» **TEXT SEGMENT**
· · · · ·

Alexander Hamilton Custom House, site of the conference |
Last weekend I had a great time in New York City. It was really the first time I have ever been
on my own, for multiple days, in a large metropolis. No kids, I kept looking for them but they
really weren’t there. Nerve wracking at
first but an absolute delight once I got the first minor anxiety attack out of
the way.
I was there for a conference but secretly I had a
plan. A family heritage plan. I unfortunately was not able to make it to
the NYC Archives (drat you for not being open on the weekend) but I did make a family
history pilgrimage of sorts to a very small green space in the middle of the
concrete jungle.
Soldier's Monument, Trinity Church |
In a previous
post I talked briefly about Anneke Jans and her 62 acres on Manhattan
Island. She and her husband, Roelof
Jansen, were originally granted the land in 1636. After the English government came into power
she and her heirs continued to own the land through a grant from the Governorof
New York, Col. Francis Lovelace. Unfortunately,
due to a technicality (missing signatures on the deed) the family lost the land
after 1671.
New York City and Trinity Church purchased parts of the
land at that time but it was not the end of the story. For over 150 years, in 16 lawsuits, the heirs
of Anneke Jans sued the city for their land.
Then in 1847 the final decision was made that the land was purchased
legally.
The last remaining remnant of the Jans farm is now a
small park that if you didn’t know was there you would miss. On my last day in NYC I was determined to
find it. Heck it was only a mile walk
from my hotel! What’s a mile when you
are on a mission?
Plaque at Duane Park |
My route took me past Trinity
Church, which, of course, I had to stop at.
Sunday services were occurring so I didn’t go inside but I spent a good
20 minutes looking around the graveyard.
There were quite a few beautiful tombstones that I stopped to admire. I also discovered the Soldier’s Monument, which was quite moving and a piece of history I did not know about.
I continued up Broadway from there eventually crossing
over to West Broadway until I came to the little diagonal street I was looking
for, Hudson. The small triangle piece of
land that lies on Duane and Hudson Streets lies in the middle of one of the Tribecca neighborhoods. Row houses with red bricks and brown stones
lined the streets. The local market was
putting out fresh flowers and arranging pumpkins on the front steps. Families were out for a stroll and joggers
ran by with their headphones in oblivious to the wonder I was experiencing.

· · · · ·

» **DATA PROVIDED**
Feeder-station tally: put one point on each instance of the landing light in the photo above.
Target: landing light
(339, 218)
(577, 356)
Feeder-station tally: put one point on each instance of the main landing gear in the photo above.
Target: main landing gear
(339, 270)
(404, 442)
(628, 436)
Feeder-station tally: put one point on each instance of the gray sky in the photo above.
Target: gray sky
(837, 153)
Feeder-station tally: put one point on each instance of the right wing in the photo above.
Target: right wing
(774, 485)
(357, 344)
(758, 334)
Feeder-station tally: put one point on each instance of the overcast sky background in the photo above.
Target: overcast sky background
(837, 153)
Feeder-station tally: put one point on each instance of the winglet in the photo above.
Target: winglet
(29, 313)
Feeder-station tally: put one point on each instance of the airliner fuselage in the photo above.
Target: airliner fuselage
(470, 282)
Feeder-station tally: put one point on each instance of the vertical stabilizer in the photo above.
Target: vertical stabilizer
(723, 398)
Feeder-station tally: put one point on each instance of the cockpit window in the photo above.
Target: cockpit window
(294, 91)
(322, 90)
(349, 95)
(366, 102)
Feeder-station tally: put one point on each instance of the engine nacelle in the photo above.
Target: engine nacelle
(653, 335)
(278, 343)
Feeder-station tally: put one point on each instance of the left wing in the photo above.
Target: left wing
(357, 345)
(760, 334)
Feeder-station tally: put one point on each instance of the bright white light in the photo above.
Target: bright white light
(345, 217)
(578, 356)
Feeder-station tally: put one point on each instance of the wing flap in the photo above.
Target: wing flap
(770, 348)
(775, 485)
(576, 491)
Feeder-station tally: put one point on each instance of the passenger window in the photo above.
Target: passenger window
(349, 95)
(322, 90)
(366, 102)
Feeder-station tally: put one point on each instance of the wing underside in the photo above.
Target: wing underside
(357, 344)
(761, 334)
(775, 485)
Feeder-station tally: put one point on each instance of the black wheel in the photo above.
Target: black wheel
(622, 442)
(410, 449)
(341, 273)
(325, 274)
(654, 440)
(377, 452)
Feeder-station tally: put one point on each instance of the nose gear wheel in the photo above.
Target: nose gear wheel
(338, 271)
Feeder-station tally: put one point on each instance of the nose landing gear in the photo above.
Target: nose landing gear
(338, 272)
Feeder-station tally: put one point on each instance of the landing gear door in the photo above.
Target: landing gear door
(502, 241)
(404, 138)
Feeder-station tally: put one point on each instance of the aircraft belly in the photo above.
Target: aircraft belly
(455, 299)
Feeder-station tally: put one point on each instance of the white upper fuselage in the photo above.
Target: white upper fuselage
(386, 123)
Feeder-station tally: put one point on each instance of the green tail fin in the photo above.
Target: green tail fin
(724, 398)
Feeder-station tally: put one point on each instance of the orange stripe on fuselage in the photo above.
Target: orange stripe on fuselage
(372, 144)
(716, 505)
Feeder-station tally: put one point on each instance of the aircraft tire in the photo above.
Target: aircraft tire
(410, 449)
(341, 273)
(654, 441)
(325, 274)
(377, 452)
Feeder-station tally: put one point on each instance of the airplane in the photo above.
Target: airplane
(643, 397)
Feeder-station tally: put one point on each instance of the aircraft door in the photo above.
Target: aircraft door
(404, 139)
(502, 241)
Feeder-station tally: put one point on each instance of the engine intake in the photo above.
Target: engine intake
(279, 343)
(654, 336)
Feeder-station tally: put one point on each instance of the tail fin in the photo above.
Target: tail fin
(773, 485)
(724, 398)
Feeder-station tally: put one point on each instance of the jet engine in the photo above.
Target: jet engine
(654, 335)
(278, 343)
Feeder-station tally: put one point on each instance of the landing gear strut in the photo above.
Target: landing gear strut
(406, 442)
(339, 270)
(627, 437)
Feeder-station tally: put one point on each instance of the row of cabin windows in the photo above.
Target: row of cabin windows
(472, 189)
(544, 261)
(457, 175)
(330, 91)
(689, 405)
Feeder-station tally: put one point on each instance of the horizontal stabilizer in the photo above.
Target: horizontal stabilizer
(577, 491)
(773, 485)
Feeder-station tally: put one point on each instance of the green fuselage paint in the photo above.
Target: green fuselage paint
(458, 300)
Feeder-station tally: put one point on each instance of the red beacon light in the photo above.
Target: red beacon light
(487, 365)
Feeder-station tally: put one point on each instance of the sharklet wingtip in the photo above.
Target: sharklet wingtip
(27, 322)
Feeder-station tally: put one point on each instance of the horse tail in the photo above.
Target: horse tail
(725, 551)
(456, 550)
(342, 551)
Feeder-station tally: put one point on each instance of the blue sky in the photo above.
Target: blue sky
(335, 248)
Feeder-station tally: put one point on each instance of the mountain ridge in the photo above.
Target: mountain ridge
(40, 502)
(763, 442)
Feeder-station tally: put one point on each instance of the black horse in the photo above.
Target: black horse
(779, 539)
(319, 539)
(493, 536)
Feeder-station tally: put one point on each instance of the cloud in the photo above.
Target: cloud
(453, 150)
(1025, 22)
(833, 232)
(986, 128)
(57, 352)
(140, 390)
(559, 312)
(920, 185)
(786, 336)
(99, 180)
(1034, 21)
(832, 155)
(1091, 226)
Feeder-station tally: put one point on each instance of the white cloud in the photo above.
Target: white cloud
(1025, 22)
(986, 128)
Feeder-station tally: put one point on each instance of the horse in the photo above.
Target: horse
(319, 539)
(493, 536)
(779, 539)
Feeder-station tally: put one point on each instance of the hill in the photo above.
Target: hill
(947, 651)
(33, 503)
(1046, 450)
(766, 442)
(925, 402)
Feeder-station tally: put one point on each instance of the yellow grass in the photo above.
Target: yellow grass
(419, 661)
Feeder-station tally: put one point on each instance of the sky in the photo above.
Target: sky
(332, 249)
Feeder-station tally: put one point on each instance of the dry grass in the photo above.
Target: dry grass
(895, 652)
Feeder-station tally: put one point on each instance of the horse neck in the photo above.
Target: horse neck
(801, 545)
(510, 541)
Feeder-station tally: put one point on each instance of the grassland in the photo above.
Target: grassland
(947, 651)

· · · · ·

» **REQUEST 1**
According to the post about the family history walk in New York City, in what year was it finally decided that the Jans land had been purchased legally?
» **REQUEST 2**
Write a continuation of the post about the family history walk in New York City, picking up after its final sentence.

» **EXPECTED ANSWER 1**
1847

» **EXPECTED ANSWER 2**
Duane Park |
Standing there reading the plaques at Duane Park I got that familiar sensation
again. You know the one you get when you develop a connection to something that
had an impact on your past. My family
once walked here. They farmed here. They lived and they died here. I just sat and took in the late blooming
flowers for a minute trying to feel them.
I started back south and crossed over at Church Street. This route took me past the new World Trade Center. Stopping on a corner I looked up and
appreciated the beauty of the new tower, but unlike the mass of tourists
heading to the memorial I had no desire to go.
I am not ready yet, and if you don’t know why, go back and read this
post. Thankfully, I know I am not
alone.
Across the street from all of the construction was St. Paul’s
Chapel. Of course it was another
attempt to feed my growing addiction to cemetery research so I stopped in. I did not go in the building and look at the
exhibits on 9/11 and the church, but I once again spent a good 20-30 minutes
meandering on the path around the church craning my neck to see the markers
from the flagstones. However, my searching
was not in vein. I did find heraldry
marking one of the graves and I am now researching who this person was.
The Immigrants, Battery Park |
From there I did the “touristy thing” and wandered around
the area of my hotel. Took a nice stroll
through Battery Park, discovered the
NY Stock Exchange was 2 blocks from my hotel, saw the steps where George
Washington was inaugurated out
first president, and watched silly foreign tourists try to feed the squirrels
acorns. Yeah, can’t make up that last
one.
By the time I was done I walked 7 ½ miles in
downtown. No wonder I was so tired on
the 5 hour train ride home. However,
sleeping is nearly impossible on a train I’ve decided. It’s not like an airplane where the constant
hum of the engines lulls you to sleep. Instead
I finished my new book (The Juggler’s
Children) and did some work. Ah, the
life of a train commuter.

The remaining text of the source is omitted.